### 課題一覧
• A. 下にある妊娠期のストレスに関する文章から、「マギル大学の研究チームは、「Journal of the American Academy of Child & Adolescent Psychiatry」にて、妊娠期に母親が受けるストレスは、子供のメンタルヘルスに直接的な影響を与えると発表した。」という一文を英語に訳しなさい。
• B. 妊娠期のストレスに関する文章によると、この発表を行った研究チームはどの大学に所属しているか答えなさい。
• C. 妊娠期のストレスに関する文章で、「複数の要因」の直前に子供のメンタルヘルスに影響する要因として挙げられているものをすべて列挙しなさい。

### 本文抜粋
.....

妊娠期の母親が受けるストレスと子供への長期的影響
マギル大学の研究チームは、「Journal of the American Academy of Child & Adolescent Psychiatry」にて、妊娠期に母親が受けるストレスは、子供のメンタルヘルスに直接的な影響を与えると発表した。
現状、妊娠期の鬱・不安・ストレスを軽減する精神的ケア・サポート、および妊娠期のストレスに対する精神的ケア・サポートを受ける母親と子供への長期的な影響を検証する研究論文は少ない。
子供のメンタルヘルスには、遺伝・性別・産後の養育環境を含む複数の要因が影響するが、妊娠に伴うストレスに新型コロナウイルス感染症の感染拡大といった特定の環境逆境が組み合わさり、ポスト・コロナ時代に誕生する子供は、これまで以上にメンタルヘルスの課題が大きくなる。

.....

### データ抜粋
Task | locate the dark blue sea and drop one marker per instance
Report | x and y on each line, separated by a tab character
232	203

.....

### 各課題の解答
• A. A research team at McGill University announced in the Journal of the American Academy of Child & Adolescent Psychiatry that stress experienced by mothers during pregnancy has a direct effect on children's mental health.

• B. マギル大学

• C. 遺伝、性別、産後の養育環境